*Extracted text*
# Ubuntu installation problem?



## nikdevid (Dec 1, 2009)

Hi! 
I built a a computer a while ago and have been trying various distros of linux on it just for fun. I was hoping to try out Ubuntu but whenever I've tried to install it I get the following error:

(initiates) 69.304816] end_request: I/O error, dev sr0, sector 1431176
[69.304858] Buffer I/O error on device sr0, logical block 178897

I've tried installing with both Kubuntu and Ubuntu 8.10. I've also burned the discs at very slow speeds to ensure no data gets screwed up. I don't think my HD is the issue since other versions of linux have been installed fairly easily. I've seen other people on forums with the same issues but no solutions I've seen have worked for me. I've heard many good things about Ubuntu so I'm hoping I can get this to work.

I appreciate any info/ advice you offer. Thanks!!


----------



## angelkiller (Dec 1, 2009)

Have you tried another CD? If so I would do this first since it's the easiest thing to do. And slow burning speeds are good.


----------



## Easy Rhino (Dec 1, 2009)

can't you validate the media before you actually try the install?


----------



## $immond$ (Dec 1, 2009)

Maybe try burning another ISO at a lower speed. Could be a burn error.


----------



## BobBarr (Dec 1, 2009)

have you tried installing from usb?


----------



## i789 (Dec 1, 2009)

order the Ubuntu installation disks from their website (Ubuntu launchpad), it is free should take about a week to ship to you


----------



## BobBarr (Dec 2, 2009)

If you decide to order them, put an organization on your request and you will get them faster, I did.


----------



## extrasalty (Dec 2, 2009)

If you have USB stick, go to: http://unetbootin.sourceforge.net/ and use it to make a bootable image of your distro.


----------



## mab1376 (Dec 2, 2009)

It could just be a kernel incompatibility with your hardware, how old/new is your system?

Usually very new hardware has some problems at first which usually get ironed out.


----------



## Zedicus (Dec 2, 2009)

nikdevid said:


> Hi!
> I built a a computer a while ago and have been trying various distros of linux on it just for fun. I was hoping to try out Ubuntu but whenever I've tried to install it I get the following error:
> 
> (initiates) 69.304816] end_request: I/O error, dev sr0, sector 1431176
> ...






normally that does indicate something wrong with the install media, or the drive.  if you have another optical drive laying around try it.

personally i would prefer you tried Debian, ubuntu has a negative impact on the repository/upgrade cycle.

for debian lenny install media go to
http://www.debian.org/releases/lenny/debian-installer/

for testing go to
http://www.debian.org/devel/debian-installer/


btw dont be afraid of debian pure, some of the major 'easy to use' distros are built off of it.


----------



## BobBarr (Dec 2, 2009)

Zedicus said:


> normally that does indicate something wrong with the install media, or the drive.  if you have another optical drive laying around try it.
> 
> personally i would prefer you tried Debian, ubuntu has a negative impact on the repository/upgrade cycle.
> 
> ...



:shadedshu


----------



## Zedicus (Dec 3, 2009)

BobBarr said:


> :shadedshu



your correct, i should have put MOST of the major 'easy to use' distros are built off of debian.   thanx for pointing that out.

*Data provided*
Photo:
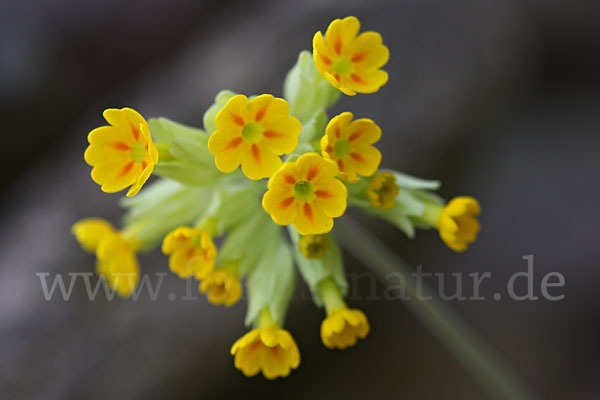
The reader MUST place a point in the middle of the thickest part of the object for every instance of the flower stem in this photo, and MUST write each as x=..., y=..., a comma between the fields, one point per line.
x=476, y=356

*Goal*
Copy word for word the stretch of the Ubuntu install thread from "Have you tried another" through "Rhino (Dec 1, 2009)". The material here comes from a different source than the Ubuntu install thread.

*Final result*
Have you tried another CD? If so I would do this first since it's the easiest thing to do. And slow burning speeds are good.


----------



## Easy Rhino (Dec 1, 2009)